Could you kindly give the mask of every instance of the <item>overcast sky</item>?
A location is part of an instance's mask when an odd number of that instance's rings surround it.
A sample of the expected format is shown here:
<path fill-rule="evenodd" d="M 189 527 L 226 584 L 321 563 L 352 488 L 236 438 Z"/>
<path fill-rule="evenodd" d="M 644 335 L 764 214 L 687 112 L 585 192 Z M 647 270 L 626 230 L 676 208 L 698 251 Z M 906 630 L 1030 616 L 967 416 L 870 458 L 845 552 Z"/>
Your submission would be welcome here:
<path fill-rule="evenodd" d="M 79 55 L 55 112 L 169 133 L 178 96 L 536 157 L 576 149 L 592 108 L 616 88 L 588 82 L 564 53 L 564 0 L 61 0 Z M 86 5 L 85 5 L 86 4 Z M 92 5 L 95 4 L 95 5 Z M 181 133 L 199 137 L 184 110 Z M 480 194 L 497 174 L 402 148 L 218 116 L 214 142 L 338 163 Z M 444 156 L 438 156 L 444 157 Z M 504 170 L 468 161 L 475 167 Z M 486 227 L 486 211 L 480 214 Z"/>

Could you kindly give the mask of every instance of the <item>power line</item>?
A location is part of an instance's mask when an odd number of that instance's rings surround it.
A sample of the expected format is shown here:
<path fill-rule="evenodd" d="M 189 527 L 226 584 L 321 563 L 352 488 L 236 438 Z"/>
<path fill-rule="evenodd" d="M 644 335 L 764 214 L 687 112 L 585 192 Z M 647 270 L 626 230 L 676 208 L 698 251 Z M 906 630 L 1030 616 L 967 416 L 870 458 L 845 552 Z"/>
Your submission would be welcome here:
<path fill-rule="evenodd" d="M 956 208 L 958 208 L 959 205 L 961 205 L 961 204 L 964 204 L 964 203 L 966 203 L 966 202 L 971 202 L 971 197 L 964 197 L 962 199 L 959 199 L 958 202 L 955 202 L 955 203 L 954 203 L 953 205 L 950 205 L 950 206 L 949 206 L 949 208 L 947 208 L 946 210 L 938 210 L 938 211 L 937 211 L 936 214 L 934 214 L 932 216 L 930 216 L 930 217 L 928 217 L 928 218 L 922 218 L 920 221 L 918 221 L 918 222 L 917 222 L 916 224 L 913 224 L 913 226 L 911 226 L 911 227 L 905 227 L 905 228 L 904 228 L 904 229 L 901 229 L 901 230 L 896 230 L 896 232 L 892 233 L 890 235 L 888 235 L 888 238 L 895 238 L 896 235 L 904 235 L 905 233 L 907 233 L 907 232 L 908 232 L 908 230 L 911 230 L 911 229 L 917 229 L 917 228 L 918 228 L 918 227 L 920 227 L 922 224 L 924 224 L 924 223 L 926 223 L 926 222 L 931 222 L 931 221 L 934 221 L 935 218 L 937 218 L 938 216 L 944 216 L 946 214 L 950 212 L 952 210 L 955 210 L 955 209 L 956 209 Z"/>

EXERCISE DETAILS:
Reproduce every entry above verbatim, line by line, without altering any character.

EXPECTED ANSWER:
Could you kindly give the mask of every instance of the <item>overcast sky</item>?
A location is part of an instance's mask when an odd number of that instance's rings surround it.
A sample of the expected format is shown here:
<path fill-rule="evenodd" d="M 189 527 L 226 584 L 321 563 L 352 488 L 236 438 Z"/>
<path fill-rule="evenodd" d="M 644 335 L 764 214 L 687 112 L 585 192 Z M 647 270 L 626 230 L 676 208 L 698 251 Z M 906 630 L 1030 616 L 967 416 L 870 458 L 845 552 Z"/>
Your submission would be welcome here:
<path fill-rule="evenodd" d="M 79 55 L 55 112 L 169 133 L 178 96 L 536 157 L 576 149 L 592 108 L 616 88 L 588 82 L 564 53 L 564 0 L 61 0 Z M 86 5 L 85 5 L 86 4 Z M 92 5 L 95 4 L 95 5 Z M 181 133 L 199 137 L 184 110 Z M 480 194 L 497 174 L 402 148 L 218 116 L 214 142 L 338 163 Z M 444 156 L 438 156 L 444 157 Z M 504 170 L 468 161 L 475 167 Z M 486 227 L 486 211 L 480 214 Z"/>

Could you kindly give the mask of every instance of the <item>power line</item>?
A location is part of an instance's mask when an odd number of that instance's rings surround it.
A sample of the expected format is shown here:
<path fill-rule="evenodd" d="M 189 527 L 226 584 L 321 563 L 352 488 L 236 438 Z"/>
<path fill-rule="evenodd" d="M 644 335 L 764 214 L 687 112 L 585 192 Z M 647 270 L 626 230 L 676 208 L 698 251 Z M 906 630 L 1030 616 L 967 416 L 870 458 L 845 552 Z"/>
Your submission would be welcome here:
<path fill-rule="evenodd" d="M 956 208 L 958 208 L 959 205 L 961 205 L 961 204 L 964 204 L 964 203 L 966 203 L 966 202 L 971 202 L 971 197 L 964 197 L 962 199 L 959 199 L 958 202 L 955 202 L 955 203 L 954 203 L 953 205 L 950 205 L 950 206 L 949 206 L 949 208 L 947 208 L 946 210 L 938 210 L 938 211 L 937 211 L 936 214 L 934 214 L 932 216 L 930 216 L 930 217 L 928 217 L 928 218 L 922 218 L 920 221 L 918 221 L 918 222 L 917 222 L 916 224 L 913 224 L 913 226 L 911 226 L 911 227 L 905 227 L 905 228 L 904 228 L 904 229 L 901 229 L 901 230 L 896 230 L 896 232 L 892 233 L 890 235 L 888 235 L 888 238 L 895 238 L 896 235 L 904 235 L 905 233 L 907 233 L 907 232 L 908 232 L 908 230 L 911 230 L 911 229 L 917 229 L 917 228 L 918 228 L 918 227 L 920 227 L 922 224 L 924 224 L 924 223 L 926 223 L 926 222 L 931 222 L 931 221 L 934 221 L 935 218 L 937 218 L 938 216 L 944 216 L 946 214 L 950 212 L 952 210 L 955 210 L 955 209 L 956 209 Z"/>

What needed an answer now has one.